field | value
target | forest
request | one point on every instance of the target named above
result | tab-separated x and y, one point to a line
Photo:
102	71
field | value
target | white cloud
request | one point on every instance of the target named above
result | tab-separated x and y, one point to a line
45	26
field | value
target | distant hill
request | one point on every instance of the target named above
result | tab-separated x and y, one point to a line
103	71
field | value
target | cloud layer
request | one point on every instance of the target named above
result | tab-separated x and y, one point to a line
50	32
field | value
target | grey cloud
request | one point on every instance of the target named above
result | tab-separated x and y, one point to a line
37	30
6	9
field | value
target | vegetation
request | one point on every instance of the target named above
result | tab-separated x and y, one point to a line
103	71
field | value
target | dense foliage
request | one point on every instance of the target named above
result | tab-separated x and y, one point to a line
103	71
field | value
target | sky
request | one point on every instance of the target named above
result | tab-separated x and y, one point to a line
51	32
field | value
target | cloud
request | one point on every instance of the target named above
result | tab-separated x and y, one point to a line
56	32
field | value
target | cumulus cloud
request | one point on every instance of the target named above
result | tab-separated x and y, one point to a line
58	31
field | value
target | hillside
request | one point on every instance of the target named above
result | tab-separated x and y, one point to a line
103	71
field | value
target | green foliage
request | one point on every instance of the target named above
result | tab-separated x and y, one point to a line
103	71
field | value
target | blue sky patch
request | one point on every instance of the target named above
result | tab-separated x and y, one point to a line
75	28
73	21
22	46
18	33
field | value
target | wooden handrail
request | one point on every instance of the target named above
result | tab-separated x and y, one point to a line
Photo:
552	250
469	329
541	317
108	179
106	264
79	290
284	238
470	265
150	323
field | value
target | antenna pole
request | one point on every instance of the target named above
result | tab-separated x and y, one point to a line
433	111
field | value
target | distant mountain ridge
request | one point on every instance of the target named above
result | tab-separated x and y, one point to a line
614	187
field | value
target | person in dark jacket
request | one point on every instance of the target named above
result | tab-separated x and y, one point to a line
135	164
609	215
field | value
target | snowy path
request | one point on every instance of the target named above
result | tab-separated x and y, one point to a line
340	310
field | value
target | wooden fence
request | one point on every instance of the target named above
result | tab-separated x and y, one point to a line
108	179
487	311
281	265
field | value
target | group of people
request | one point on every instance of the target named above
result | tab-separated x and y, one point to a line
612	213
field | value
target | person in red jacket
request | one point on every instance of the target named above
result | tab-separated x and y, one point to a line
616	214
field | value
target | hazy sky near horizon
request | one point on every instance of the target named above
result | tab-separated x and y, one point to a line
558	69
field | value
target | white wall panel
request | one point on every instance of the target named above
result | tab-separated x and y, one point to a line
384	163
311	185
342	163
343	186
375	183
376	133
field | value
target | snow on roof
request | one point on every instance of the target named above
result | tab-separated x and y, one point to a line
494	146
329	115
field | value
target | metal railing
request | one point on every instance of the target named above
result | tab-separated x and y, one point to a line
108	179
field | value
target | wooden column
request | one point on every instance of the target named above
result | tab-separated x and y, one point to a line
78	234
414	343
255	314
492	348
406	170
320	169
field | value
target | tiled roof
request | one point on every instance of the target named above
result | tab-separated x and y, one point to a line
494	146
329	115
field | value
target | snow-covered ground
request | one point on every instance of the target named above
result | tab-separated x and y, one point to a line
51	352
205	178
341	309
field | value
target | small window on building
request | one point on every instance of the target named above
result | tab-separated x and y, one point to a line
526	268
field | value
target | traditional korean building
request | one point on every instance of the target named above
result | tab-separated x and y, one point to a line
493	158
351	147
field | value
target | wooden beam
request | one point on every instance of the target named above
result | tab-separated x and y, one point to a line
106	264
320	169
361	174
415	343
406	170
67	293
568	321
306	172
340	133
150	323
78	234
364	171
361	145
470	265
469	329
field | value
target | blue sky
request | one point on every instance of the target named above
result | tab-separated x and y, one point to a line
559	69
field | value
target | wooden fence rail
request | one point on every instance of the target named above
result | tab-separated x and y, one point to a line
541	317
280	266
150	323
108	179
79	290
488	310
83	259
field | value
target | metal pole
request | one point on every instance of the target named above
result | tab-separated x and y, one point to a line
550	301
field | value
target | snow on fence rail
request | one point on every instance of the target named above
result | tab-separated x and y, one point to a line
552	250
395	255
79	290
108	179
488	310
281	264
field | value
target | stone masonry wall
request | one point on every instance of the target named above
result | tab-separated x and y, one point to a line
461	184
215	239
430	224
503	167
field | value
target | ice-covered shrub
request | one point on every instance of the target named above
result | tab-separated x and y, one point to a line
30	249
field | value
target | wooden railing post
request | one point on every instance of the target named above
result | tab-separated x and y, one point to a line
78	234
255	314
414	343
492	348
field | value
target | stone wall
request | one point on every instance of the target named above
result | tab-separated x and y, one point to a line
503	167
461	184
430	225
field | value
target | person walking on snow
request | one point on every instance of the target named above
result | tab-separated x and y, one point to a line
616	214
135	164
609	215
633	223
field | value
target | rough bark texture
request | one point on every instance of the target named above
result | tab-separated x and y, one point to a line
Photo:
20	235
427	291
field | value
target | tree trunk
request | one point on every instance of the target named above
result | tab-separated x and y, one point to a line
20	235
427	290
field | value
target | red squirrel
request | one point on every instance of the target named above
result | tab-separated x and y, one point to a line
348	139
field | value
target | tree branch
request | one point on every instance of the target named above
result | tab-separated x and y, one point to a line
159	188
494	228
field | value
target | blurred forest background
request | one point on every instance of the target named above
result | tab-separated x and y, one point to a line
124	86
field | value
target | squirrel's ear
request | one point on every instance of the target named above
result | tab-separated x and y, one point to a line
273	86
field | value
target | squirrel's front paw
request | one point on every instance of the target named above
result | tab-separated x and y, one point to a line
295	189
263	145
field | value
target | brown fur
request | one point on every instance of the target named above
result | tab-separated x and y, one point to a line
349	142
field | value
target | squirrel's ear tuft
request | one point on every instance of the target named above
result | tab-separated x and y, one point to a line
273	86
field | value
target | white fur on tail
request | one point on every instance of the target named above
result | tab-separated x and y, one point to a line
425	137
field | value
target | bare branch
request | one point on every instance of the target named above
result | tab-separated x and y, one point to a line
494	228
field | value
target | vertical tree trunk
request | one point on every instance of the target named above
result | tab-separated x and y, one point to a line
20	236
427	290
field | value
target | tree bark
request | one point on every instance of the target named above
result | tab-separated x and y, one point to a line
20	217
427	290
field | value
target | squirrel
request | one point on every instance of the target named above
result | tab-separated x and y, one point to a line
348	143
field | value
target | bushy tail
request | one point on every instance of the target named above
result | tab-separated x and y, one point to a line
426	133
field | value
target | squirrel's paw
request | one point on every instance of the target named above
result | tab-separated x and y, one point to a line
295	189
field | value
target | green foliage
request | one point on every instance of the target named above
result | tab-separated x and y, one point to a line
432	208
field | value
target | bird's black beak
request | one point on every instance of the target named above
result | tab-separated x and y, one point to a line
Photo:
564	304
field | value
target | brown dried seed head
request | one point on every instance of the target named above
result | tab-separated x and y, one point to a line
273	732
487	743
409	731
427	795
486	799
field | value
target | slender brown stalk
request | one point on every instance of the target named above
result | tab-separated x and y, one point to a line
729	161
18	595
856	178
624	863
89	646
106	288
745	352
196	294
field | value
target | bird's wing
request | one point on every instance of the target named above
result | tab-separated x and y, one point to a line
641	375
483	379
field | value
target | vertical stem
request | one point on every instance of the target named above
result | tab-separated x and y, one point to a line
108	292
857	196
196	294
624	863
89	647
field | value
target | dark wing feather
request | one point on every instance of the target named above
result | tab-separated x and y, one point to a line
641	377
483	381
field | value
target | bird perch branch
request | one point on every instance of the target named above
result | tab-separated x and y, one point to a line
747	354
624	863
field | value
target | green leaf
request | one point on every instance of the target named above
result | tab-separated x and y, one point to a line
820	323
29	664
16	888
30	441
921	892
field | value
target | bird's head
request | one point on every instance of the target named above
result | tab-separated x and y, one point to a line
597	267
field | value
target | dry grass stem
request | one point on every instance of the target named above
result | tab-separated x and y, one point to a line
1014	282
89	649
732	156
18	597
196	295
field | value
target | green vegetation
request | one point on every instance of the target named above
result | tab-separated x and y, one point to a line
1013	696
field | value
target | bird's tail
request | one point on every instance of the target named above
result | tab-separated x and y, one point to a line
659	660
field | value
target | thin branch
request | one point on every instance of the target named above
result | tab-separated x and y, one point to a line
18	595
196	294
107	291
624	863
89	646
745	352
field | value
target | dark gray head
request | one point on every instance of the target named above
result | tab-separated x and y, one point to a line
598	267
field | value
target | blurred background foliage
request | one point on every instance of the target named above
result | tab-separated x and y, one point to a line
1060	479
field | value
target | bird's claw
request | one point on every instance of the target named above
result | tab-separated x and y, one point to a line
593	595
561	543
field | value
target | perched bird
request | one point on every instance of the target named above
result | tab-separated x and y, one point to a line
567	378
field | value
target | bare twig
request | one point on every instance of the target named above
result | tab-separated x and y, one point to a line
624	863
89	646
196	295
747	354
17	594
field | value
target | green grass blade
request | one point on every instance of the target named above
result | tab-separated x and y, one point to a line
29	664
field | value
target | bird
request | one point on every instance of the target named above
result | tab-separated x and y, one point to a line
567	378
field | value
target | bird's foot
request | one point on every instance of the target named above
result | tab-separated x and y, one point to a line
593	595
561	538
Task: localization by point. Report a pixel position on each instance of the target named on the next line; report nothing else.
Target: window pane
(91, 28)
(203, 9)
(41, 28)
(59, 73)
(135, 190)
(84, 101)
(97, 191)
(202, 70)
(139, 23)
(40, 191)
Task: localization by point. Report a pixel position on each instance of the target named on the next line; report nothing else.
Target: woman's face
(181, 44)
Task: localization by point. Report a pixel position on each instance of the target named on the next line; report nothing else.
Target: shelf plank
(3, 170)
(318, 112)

• Your objective:
State how many lines of the entries above include the string "squirrel". The reply is that number alone.

• Answer area:
6